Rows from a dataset
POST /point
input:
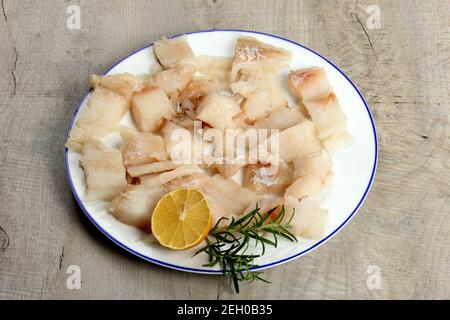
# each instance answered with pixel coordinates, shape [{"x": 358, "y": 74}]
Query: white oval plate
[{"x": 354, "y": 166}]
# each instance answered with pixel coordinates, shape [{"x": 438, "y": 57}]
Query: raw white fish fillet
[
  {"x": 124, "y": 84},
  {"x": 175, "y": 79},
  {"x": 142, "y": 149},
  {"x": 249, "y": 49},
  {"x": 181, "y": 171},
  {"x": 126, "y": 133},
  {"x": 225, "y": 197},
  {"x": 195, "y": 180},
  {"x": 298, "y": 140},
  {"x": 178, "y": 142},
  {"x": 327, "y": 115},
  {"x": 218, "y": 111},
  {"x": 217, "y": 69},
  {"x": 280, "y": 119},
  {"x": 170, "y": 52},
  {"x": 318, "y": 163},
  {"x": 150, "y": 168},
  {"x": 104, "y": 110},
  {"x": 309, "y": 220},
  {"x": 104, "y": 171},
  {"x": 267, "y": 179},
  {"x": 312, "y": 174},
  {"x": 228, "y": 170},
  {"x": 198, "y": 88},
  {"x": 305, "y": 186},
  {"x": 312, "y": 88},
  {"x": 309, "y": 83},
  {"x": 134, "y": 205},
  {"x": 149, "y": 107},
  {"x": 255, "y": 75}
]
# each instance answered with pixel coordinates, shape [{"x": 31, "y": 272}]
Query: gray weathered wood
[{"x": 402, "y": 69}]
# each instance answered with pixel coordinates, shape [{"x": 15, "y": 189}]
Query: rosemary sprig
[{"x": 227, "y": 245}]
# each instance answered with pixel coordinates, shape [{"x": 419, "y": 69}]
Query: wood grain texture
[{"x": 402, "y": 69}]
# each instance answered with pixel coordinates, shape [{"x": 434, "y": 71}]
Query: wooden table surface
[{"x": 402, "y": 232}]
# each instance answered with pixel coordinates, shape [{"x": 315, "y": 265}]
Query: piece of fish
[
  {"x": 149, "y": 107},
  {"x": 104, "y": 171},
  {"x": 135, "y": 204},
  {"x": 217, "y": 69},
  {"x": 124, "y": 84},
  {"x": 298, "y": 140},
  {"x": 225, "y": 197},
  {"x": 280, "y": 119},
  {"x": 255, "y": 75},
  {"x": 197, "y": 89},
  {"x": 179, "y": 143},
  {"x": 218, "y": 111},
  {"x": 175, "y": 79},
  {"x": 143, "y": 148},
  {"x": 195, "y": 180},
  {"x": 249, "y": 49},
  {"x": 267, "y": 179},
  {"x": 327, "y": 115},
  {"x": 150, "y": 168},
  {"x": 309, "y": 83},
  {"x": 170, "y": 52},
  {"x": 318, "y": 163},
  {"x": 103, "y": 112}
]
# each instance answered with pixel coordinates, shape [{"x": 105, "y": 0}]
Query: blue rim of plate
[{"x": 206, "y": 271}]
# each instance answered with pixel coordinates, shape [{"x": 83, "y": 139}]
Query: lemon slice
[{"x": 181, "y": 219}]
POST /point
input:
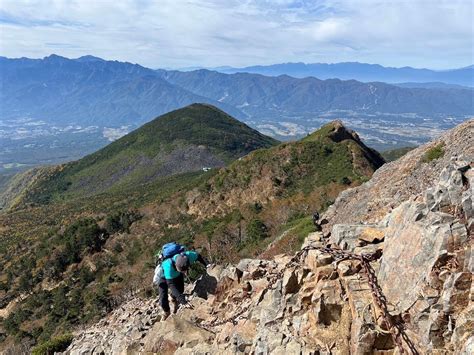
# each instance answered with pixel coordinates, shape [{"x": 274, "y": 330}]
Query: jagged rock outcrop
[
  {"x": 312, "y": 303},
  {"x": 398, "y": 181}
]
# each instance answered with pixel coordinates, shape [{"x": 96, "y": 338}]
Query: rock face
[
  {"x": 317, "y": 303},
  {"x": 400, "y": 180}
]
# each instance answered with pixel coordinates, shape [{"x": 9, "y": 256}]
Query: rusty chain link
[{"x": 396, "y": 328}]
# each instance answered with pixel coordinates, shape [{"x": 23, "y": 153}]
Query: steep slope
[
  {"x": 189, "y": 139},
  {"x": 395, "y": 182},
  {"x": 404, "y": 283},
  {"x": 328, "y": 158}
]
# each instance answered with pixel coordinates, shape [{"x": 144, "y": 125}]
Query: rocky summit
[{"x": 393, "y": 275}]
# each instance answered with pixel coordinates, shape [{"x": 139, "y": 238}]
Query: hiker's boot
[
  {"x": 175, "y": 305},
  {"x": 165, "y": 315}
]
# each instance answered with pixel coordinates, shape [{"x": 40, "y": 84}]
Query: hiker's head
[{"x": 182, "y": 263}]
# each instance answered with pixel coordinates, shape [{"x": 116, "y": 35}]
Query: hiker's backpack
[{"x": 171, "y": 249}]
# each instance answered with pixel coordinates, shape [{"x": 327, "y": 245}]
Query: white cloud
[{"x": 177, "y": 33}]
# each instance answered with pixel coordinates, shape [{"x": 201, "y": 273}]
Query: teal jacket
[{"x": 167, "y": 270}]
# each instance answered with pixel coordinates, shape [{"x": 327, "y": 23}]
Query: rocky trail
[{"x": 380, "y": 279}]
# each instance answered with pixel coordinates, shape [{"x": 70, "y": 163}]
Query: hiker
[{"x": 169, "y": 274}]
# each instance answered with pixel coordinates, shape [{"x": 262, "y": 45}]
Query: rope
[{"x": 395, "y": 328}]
...
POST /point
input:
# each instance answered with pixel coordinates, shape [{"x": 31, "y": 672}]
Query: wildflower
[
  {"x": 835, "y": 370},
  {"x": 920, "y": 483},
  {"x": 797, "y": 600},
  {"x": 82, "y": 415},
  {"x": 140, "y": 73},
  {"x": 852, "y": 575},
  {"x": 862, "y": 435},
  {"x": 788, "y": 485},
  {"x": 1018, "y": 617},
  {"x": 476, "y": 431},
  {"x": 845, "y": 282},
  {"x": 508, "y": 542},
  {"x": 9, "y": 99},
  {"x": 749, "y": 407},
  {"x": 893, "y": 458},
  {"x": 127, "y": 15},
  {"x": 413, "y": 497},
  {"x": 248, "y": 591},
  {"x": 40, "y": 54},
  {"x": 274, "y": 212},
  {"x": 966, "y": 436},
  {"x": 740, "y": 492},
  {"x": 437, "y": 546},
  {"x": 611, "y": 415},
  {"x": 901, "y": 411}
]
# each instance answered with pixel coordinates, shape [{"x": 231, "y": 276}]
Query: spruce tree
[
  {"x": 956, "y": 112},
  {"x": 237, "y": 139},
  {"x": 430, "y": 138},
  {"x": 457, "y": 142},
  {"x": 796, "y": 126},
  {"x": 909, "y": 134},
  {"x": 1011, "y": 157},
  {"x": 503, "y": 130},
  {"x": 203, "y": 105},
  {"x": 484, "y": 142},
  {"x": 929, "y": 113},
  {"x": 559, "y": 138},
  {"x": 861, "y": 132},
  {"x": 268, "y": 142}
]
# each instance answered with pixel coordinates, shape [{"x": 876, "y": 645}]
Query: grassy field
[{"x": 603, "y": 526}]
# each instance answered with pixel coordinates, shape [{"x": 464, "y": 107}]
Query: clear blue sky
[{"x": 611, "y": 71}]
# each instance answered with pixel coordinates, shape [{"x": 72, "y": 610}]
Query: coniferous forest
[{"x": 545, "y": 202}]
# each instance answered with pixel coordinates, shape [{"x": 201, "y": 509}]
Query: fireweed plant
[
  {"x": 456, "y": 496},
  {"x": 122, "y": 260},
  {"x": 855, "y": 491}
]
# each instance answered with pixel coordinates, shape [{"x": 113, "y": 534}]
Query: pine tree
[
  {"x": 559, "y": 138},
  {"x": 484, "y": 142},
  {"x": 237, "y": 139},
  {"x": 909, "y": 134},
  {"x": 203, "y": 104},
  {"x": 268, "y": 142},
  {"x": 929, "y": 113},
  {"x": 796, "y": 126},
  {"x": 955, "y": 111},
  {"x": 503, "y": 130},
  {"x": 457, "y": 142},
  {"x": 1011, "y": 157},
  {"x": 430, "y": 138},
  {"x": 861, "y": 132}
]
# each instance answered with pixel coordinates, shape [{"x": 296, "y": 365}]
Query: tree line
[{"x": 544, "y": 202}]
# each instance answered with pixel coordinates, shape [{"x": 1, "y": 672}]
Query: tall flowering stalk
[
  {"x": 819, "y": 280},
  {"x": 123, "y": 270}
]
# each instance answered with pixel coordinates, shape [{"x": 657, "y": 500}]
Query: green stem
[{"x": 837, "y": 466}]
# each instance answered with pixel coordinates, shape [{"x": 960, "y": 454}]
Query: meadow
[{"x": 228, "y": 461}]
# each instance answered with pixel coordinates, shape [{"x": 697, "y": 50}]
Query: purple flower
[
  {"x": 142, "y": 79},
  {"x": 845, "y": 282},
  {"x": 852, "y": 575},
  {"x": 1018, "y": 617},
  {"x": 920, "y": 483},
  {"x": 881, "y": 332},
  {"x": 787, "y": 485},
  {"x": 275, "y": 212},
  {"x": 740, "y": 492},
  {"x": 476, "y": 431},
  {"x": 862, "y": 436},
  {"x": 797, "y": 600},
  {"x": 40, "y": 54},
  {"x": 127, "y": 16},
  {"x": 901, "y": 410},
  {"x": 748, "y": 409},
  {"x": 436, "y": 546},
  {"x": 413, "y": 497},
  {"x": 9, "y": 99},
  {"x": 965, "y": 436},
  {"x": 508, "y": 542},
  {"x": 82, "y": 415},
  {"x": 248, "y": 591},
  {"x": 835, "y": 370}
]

THE TASK >>
Count the lines in the records above that contain the string "blue", treating uppercase and lowercase as different. Reply with the number only.

WRITTEN ANSWER >>
2